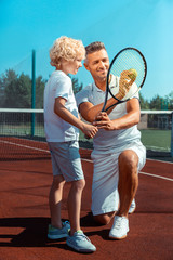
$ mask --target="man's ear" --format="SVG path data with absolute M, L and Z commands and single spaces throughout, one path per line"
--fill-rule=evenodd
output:
M 90 70 L 89 65 L 86 63 L 83 63 L 83 65 L 84 65 L 85 69 Z

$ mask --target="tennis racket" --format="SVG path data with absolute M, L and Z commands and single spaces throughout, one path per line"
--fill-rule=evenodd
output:
M 124 82 L 130 86 L 130 90 L 123 99 L 119 100 L 116 94 L 119 91 L 120 77 L 122 78 L 123 74 L 125 75 Z M 146 75 L 147 63 L 144 55 L 137 49 L 128 47 L 118 52 L 112 58 L 107 73 L 106 95 L 102 112 L 107 112 L 110 107 L 127 102 L 135 96 L 142 89 Z M 114 81 L 115 82 L 114 86 L 110 86 L 111 81 Z M 110 95 L 116 100 L 115 104 L 106 107 L 107 100 L 111 98 Z

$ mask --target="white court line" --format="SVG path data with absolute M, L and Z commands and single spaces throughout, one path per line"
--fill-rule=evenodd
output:
M 1 142 L 1 143 L 6 143 L 6 144 L 16 145 L 16 146 L 24 147 L 24 148 L 30 148 L 30 150 L 37 150 L 37 151 L 50 153 L 50 151 L 48 151 L 48 150 L 37 148 L 37 147 L 24 145 L 24 144 L 17 144 L 17 143 L 9 142 L 9 141 L 0 141 L 0 142 Z

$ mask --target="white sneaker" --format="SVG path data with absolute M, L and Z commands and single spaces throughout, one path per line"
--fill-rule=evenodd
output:
M 115 216 L 114 224 L 109 232 L 109 238 L 123 239 L 129 232 L 129 220 L 125 217 Z
M 133 198 L 131 206 L 129 208 L 129 213 L 133 213 L 135 209 L 136 209 L 136 203 L 135 203 L 135 199 Z

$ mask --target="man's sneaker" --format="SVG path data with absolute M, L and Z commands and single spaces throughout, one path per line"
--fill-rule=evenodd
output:
M 67 237 L 67 245 L 79 252 L 94 252 L 96 247 L 91 243 L 82 231 L 77 231 Z
M 112 239 L 123 239 L 129 232 L 129 220 L 125 217 L 115 216 L 115 221 L 109 232 Z
M 49 231 L 48 231 L 48 238 L 59 239 L 63 237 L 67 237 L 70 231 L 70 224 L 68 221 L 65 221 L 65 222 L 62 222 L 62 225 L 63 225 L 62 229 L 56 229 L 50 224 Z
M 129 213 L 133 213 L 135 209 L 136 209 L 136 203 L 135 203 L 135 199 L 133 198 L 131 206 L 129 208 Z

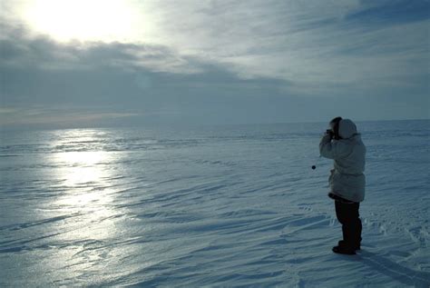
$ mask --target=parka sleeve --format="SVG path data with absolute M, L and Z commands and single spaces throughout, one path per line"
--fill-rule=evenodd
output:
M 347 154 L 344 144 L 339 141 L 331 141 L 328 134 L 324 135 L 319 142 L 319 154 L 328 159 L 341 158 Z

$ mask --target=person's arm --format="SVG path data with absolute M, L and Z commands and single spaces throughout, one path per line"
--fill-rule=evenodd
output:
M 319 154 L 328 159 L 340 158 L 346 154 L 344 144 L 339 141 L 331 141 L 329 134 L 325 134 L 319 142 Z

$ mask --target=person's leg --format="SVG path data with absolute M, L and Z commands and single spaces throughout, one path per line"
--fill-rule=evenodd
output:
M 361 241 L 361 220 L 358 214 L 358 203 L 347 204 L 341 201 L 335 202 L 336 215 L 342 225 L 343 240 L 338 245 L 333 247 L 333 251 L 341 253 L 355 253 L 355 250 L 360 249 Z
M 359 203 L 344 204 L 344 218 L 342 231 L 344 233 L 344 243 L 348 247 L 359 247 L 361 241 L 362 224 L 359 218 Z
M 340 201 L 335 201 L 336 216 L 337 218 L 337 221 L 342 225 L 342 238 L 344 243 L 345 240 L 347 238 L 347 235 L 346 234 L 347 230 L 344 228 L 345 223 L 347 223 L 345 205 L 346 204 L 341 203 Z

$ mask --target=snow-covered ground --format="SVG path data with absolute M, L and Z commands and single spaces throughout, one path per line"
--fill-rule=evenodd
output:
M 2 132 L 0 286 L 428 287 L 430 121 L 357 126 L 353 256 L 326 124 Z

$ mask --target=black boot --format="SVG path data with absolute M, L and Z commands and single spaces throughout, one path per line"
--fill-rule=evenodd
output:
M 335 246 L 333 247 L 333 252 L 340 254 L 355 255 L 356 249 L 347 246 Z
M 356 250 L 361 250 L 361 244 L 360 244 L 361 239 L 363 239 L 363 238 L 360 237 L 360 242 L 359 242 L 357 245 L 354 246 L 354 249 L 356 249 Z M 346 246 L 345 241 L 344 241 L 344 240 L 338 241 L 338 242 L 337 242 L 337 245 L 338 245 L 338 246 Z

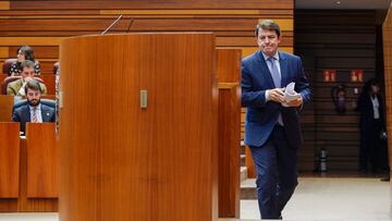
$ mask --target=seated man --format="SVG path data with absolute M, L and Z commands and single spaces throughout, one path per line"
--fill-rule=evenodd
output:
M 26 83 L 30 79 L 33 79 L 33 76 L 35 75 L 34 71 L 34 62 L 29 60 L 25 60 L 21 63 L 22 66 L 22 78 L 16 79 L 15 82 L 11 82 L 7 86 L 7 95 L 13 95 L 13 96 L 25 96 L 24 86 Z M 39 83 L 40 88 L 42 89 L 42 95 L 47 94 L 46 86 L 41 83 Z
M 25 132 L 26 122 L 54 122 L 54 109 L 40 103 L 42 91 L 40 84 L 35 79 L 27 81 L 24 90 L 27 103 L 15 109 L 12 115 L 13 122 L 21 122 L 21 132 Z

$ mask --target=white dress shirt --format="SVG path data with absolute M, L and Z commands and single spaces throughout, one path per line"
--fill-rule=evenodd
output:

■ ■ ■ ■ ■

## Challenge
Set down exactly what runs from the line with "mask --target=seated man" to the last line of the data above, including both of those lines and no others.

## Task output
$ mask --target=seated man --format="SVG path data with absolute M, L and Z commands and single spaces throughout, one path per line"
--fill-rule=evenodd
output:
M 26 83 L 30 79 L 33 79 L 33 76 L 35 75 L 34 71 L 34 62 L 29 60 L 25 60 L 21 63 L 22 66 L 22 78 L 16 79 L 15 82 L 11 82 L 7 86 L 7 95 L 13 95 L 13 96 L 25 96 L 24 86 Z M 39 83 L 40 88 L 42 89 L 42 95 L 47 94 L 46 86 L 41 83 Z
M 25 132 L 26 122 L 54 122 L 54 109 L 40 103 L 42 91 L 40 84 L 35 79 L 27 81 L 24 90 L 27 103 L 15 109 L 12 115 L 13 122 L 21 122 L 21 132 Z

$ mask --target=white dress shirt --format="SVG path data with absolute M, L and Z commands and single spaces throughout, one path per line"
--fill-rule=evenodd
output:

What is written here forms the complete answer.